The time had come to get serious, before it became too late. The road I was heading down led to a heart attack or worse, and it wouldn't be long before I woke up and found a 50-year-old man looking back in the mirror. A fat 50-year-old man. Ugh.
Thus began my relationship with what I've come to call the Steps of Pain.
My exercise program includes a circuitous walk that loops around So Kon Po recreation ground. It's a nice green belt in the midst of the concrete, and the traffic isn't heavy, which means I can breathe. Regardless, I wear a Respro anti-pollution mask to filter the air. No sense getting lung cancer while I'm getting in shape.
I start by walking down Caroline Hill Road, following as it curves to the right around the South China Athletic Association Stadium. Next I turn left onto Eastern Hospital Road, past Hong Kong Stadium, which sits on the right. I turn left again on Cotton Path, which meets up with Caroline Hill Road, where I begin.

⁂

[Exercise tasks]
(A) In the account of the exercise walk, what does the writer wear to filter the air?
(B) Write the next part of the account of the exercise walk around So Kon Po recreation ground, picking up after its last sentence.

Collection entries:

⁂

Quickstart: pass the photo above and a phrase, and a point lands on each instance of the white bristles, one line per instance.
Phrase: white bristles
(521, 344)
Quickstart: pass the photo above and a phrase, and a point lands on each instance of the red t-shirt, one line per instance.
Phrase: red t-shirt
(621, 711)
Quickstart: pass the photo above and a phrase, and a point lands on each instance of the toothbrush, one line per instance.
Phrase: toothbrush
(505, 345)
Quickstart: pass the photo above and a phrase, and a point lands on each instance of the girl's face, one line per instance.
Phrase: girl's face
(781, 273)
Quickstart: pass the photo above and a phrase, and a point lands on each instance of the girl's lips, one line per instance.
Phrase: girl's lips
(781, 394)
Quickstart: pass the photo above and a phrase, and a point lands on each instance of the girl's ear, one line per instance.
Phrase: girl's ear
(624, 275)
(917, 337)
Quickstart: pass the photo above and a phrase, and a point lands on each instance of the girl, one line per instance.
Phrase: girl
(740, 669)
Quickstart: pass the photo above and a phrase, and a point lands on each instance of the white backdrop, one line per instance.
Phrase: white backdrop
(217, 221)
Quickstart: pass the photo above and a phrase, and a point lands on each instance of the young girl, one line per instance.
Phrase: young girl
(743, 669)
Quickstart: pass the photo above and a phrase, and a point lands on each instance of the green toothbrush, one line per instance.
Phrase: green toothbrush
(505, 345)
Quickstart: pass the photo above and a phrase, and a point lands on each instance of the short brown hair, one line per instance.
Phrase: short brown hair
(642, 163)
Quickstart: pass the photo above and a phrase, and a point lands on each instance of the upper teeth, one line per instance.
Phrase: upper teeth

⁂

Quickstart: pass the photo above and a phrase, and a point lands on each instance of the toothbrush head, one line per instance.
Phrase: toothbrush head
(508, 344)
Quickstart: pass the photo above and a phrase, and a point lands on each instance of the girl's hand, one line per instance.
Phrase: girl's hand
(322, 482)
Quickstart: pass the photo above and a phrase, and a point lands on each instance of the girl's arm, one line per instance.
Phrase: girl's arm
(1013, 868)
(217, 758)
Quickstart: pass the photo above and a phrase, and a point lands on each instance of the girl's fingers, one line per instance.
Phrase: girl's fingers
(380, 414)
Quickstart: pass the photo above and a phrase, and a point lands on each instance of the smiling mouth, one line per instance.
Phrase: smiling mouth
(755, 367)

⁂

[Answers to the tasks]
(A) A Respro anti-pollution mask.

(B)
Along the way I run the steps outside Hong Kong Stadium.
I haven't measured the exact vertical rise, but I've estimated it to be 15 feet. I wanted to measure my progress against the nine storeys that had almost killed me.
I ran up and down the stairs to see how many times I could do it before I tired. The first day I ran them 10 times and walked them five. The next day I ran them 15 times. Then 18. Then 20. It wasn't long before I was running the steps 40 times per session.
It didn't come without payment. I discovered my body didn't want to accept this sudden shove into action. It wasn't happy, not one bit. It threw pain at me; a lot of pain. The muscles in my legs, the quadriceps and calves in particular, stiffened and screamed at the slightest movement. The hamstrings and Achilles tendons tightened up like piano wires. My knees, shins and lower back ached and throbbed.
That's what I got for sitting on my ass for two years. Say fat ass, and I'll have you maimed. Brutalised but determined, I kept at it. I learned I had to rest one day in between sessions to rebuild my muscles. Stretching through the pain for 45 minutes loosened things enough that I could move about without wincing. Once I was walking, the muscled relaxed.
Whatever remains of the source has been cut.